▸ STATED PROBLEM 1
In the blog post on the French and Italian Riviera, who introduced the idea that a suntan was a sign of health and wealth?
▸ STATED PROBLEM 2
Condense the paragraph of the blog post on the French and Italian Riviera that opens "The Italian and French Rivieras have been famous" into a short bulleted list that keeps its main facts.
▸ STATED PROBLEM 3
Extend the blog post on the French and Italian Riviera with further text that follows on from its final sentence.

▸ TEXT BLOCK
ExperiencePlus! Blog


History and Geography of the French and Italian Riviera

History and Geography of the French and Italian Riviera

Our book review this month is an essay on the geography and history of Italy’s Cinque Terre. We have also included some resources to help you find hotels or other lodging in the event you want to just stop by for a day or two on your own. We then include a brief reading list to help you get started on anticipating your journey. But first here is a little background.

 

 

 

The Italian and French Rivieras have been famous for almost two centuries for their mild climate, Mediterranean vegetation, and chic resorts. Indeed, our modern fondness for the suntan was born on the French Riviera in the 1920’s when Coco Chanel introduced the shocking idea that the suntan was a sign of health and wealth, not low class laborers. The French cities of Nice, St. Tropez, Cannes and their Italian counterparts of San Remo, Rapallo and Portofino became the "in" places to be year round, not just in summer.

▸ DATA ENTRIES
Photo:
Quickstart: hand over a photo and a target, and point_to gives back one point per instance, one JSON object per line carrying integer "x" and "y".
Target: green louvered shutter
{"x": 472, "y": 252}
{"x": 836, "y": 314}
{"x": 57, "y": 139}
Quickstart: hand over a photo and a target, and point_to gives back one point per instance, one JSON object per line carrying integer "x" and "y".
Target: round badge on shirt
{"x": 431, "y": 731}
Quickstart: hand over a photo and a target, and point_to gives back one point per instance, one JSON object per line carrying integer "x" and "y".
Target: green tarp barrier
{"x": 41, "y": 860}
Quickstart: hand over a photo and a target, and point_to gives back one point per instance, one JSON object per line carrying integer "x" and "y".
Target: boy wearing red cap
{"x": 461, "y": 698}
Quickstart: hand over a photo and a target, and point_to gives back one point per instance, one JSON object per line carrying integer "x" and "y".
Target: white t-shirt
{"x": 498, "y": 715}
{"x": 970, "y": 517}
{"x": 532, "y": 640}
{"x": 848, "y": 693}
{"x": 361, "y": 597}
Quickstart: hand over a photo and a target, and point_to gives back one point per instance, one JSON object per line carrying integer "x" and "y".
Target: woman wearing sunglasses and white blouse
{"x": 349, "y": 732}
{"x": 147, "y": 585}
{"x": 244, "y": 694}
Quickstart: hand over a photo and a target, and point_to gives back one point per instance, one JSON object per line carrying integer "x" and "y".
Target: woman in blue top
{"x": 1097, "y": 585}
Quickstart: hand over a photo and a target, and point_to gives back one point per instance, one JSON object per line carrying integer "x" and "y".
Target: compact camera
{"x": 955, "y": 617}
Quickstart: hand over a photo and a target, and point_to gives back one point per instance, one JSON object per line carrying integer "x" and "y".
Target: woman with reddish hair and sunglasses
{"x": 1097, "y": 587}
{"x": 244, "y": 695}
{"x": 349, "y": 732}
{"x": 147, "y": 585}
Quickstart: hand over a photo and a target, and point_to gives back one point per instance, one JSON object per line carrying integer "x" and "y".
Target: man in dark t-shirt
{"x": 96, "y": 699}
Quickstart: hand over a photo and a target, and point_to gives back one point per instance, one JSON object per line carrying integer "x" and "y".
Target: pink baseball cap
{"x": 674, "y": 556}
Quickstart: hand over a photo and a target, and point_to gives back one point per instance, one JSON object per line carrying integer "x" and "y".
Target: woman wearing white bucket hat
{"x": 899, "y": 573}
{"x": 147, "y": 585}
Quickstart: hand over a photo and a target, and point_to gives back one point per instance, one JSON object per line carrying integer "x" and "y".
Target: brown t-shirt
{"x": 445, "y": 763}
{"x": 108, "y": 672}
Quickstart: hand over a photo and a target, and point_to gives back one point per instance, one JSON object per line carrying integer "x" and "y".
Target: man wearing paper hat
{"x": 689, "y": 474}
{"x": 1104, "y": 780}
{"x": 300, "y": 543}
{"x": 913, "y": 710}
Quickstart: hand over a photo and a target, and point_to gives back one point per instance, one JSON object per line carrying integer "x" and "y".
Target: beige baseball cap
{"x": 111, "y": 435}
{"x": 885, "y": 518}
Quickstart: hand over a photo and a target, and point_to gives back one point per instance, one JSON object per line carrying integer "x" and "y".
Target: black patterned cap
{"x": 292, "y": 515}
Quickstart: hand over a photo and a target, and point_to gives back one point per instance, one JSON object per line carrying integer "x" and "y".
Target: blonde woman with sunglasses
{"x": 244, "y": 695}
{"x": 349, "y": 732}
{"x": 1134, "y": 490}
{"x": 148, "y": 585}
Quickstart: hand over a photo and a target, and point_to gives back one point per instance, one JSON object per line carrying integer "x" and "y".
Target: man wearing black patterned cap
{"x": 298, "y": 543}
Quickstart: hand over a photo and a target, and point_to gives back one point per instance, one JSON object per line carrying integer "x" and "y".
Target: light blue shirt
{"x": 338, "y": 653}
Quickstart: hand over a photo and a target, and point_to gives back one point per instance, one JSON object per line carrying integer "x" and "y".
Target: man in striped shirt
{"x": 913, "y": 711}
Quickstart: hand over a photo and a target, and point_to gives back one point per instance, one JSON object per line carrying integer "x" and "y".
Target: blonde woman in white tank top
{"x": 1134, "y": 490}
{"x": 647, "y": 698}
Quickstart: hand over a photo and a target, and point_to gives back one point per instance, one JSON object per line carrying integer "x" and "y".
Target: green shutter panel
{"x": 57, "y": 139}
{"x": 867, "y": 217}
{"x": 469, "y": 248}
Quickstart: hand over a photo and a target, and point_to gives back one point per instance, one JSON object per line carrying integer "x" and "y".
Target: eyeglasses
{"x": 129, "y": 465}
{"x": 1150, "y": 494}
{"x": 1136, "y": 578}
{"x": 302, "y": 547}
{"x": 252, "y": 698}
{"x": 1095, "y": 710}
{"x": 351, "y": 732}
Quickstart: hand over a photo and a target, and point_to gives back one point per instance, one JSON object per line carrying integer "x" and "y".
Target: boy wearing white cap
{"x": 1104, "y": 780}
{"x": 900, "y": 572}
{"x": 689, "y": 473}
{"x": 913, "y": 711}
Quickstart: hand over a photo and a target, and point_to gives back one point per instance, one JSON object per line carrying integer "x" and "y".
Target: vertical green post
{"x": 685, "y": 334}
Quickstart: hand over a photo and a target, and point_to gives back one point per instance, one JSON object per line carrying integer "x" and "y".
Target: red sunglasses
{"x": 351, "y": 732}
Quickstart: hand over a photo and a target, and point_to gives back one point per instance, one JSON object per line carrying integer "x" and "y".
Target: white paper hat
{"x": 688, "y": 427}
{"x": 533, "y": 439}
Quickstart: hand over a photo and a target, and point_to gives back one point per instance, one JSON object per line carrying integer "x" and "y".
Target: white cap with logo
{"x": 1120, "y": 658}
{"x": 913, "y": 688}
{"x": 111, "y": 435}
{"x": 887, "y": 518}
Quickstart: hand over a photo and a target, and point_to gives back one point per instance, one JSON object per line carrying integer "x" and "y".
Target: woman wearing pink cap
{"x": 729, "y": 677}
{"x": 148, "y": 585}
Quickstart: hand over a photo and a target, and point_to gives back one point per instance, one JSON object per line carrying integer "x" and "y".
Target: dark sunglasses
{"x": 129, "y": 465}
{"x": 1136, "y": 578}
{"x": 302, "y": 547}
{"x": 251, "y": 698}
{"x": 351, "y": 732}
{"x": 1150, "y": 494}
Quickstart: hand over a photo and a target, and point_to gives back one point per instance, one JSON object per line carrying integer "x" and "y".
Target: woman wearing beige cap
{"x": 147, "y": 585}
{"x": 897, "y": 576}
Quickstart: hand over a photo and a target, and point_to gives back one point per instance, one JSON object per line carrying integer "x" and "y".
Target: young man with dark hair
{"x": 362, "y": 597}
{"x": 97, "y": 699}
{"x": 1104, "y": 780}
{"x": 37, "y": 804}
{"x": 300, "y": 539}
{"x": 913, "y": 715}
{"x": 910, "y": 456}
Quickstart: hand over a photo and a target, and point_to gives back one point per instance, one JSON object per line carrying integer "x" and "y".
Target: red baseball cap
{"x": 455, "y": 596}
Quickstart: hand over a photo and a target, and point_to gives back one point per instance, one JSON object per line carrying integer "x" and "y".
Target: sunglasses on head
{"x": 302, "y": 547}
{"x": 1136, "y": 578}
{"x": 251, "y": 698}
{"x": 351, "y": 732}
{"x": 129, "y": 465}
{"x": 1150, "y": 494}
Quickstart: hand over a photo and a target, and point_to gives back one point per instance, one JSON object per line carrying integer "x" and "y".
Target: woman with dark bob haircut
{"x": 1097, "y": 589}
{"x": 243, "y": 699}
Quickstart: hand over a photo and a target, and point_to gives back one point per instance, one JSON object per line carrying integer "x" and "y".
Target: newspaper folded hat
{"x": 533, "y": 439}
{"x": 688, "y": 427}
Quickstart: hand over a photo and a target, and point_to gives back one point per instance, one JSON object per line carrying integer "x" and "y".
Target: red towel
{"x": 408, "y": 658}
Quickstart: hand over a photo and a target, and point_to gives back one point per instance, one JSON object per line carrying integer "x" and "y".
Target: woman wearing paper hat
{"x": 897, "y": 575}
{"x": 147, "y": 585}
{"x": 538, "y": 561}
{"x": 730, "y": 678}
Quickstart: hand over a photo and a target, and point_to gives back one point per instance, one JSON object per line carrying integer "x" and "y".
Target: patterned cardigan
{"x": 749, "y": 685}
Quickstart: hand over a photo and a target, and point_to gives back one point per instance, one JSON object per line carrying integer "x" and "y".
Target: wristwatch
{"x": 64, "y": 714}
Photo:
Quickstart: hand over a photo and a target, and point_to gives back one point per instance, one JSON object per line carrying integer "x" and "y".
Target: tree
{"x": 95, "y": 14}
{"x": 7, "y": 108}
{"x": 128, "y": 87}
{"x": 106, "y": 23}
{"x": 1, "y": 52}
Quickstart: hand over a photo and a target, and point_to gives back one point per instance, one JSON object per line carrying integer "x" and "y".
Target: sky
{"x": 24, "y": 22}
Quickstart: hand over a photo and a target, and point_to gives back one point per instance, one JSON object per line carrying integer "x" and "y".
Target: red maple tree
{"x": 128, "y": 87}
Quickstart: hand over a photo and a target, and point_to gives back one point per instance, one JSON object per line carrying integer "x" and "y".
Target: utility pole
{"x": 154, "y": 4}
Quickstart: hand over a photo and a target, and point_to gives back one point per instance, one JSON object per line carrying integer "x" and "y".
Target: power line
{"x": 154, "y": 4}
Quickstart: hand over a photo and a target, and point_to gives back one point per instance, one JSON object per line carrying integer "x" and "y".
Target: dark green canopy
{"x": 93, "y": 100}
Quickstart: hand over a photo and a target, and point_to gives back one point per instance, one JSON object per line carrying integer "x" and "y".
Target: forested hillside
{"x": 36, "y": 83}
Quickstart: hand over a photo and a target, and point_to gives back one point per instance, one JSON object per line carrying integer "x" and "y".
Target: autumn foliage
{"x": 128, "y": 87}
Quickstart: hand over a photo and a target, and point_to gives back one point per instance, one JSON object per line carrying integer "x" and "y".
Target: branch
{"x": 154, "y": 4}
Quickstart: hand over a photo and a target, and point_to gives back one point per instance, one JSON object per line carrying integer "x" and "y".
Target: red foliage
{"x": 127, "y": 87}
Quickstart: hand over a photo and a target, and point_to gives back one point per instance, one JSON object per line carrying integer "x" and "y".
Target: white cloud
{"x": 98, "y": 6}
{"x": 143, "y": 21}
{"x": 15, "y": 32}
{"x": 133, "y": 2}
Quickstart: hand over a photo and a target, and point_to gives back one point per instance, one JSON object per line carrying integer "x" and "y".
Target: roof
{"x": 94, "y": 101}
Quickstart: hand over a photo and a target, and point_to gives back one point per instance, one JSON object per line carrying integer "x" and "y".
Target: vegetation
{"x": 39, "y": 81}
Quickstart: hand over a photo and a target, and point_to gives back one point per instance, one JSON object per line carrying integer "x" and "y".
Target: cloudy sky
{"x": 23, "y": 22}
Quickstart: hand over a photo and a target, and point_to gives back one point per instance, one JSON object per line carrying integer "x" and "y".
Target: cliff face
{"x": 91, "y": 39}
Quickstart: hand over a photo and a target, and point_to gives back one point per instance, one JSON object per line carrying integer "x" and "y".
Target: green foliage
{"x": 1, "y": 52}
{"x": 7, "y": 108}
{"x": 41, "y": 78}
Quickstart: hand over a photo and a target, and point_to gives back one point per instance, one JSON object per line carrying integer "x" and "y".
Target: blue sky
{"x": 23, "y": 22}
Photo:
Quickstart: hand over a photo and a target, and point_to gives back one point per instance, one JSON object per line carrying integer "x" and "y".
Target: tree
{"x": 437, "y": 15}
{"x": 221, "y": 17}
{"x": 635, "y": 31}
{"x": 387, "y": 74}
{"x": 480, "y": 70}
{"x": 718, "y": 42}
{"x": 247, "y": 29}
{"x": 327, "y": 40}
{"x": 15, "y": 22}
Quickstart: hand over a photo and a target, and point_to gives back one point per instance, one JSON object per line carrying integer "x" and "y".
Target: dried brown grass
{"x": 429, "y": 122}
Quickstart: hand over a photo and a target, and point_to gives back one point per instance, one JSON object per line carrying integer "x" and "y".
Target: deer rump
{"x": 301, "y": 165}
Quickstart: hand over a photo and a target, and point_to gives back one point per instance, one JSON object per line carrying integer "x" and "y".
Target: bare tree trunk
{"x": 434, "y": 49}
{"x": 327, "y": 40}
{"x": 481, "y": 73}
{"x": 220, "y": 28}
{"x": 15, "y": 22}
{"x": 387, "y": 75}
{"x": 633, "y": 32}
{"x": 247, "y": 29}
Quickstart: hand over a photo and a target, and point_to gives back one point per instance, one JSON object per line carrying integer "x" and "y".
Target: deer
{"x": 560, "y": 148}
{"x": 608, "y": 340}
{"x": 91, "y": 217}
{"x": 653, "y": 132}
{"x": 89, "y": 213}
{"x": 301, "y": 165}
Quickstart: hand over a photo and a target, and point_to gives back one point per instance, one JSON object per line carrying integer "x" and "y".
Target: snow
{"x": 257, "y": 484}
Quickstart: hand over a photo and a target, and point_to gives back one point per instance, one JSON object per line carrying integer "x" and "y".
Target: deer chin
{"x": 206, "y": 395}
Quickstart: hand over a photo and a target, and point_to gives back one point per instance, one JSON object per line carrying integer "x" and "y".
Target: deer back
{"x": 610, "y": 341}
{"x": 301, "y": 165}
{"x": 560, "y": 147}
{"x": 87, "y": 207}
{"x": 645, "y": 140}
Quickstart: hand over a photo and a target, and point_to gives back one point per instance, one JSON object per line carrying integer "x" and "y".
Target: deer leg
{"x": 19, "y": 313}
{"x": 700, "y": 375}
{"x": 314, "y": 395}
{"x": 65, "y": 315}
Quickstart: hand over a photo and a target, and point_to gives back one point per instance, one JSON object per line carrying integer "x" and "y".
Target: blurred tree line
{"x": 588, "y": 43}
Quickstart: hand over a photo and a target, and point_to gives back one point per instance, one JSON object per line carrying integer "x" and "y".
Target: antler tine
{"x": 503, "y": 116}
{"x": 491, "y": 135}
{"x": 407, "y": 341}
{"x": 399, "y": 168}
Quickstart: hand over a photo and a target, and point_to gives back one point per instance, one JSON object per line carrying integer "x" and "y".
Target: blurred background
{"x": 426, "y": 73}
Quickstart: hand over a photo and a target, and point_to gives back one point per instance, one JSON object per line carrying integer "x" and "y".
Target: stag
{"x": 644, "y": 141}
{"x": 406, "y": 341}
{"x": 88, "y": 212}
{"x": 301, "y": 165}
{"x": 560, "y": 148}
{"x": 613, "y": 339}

▸ RESULT 1
Coco Chanel introduced it on the French Riviera in the 1920s.

▸ RESULT 2
- For almost two centuries, the Italian and French Rivieras have been famous for their mild climate, Mediterranean vegetation, and chic resorts.
- The modern fondness for the suntan began on the French Riviera in the 1920s. At that time, Coco Chanel presented a tan as a sign of health and wealth rather than of low-class labor.
- Nice, St. Tropez, and Cannes in France, along with San Remo, Rapallo, and Portofino in Italy, became fashionable places to be year-round, not only in summer.

▸ RESULT 3
 

This stretch of coast, roughly from Marseilles in France to La Spezia in Italy frames "the Riviera". The famous places familiar to us all are separated by long stretches of coast that were little known fifty years ago and very difficult of access by land. Indeed, this entire coast is nothing but the ends of the French Alps and Italy’s Apennine Mountains colliding and plummeting into the Mediterranean Sea. With no coastal plain and no beaches to speak of (many of the existing beaches are actually made by humans who haul sand in explicitly for the purpose), land access along this coast has been very difficult throughout history.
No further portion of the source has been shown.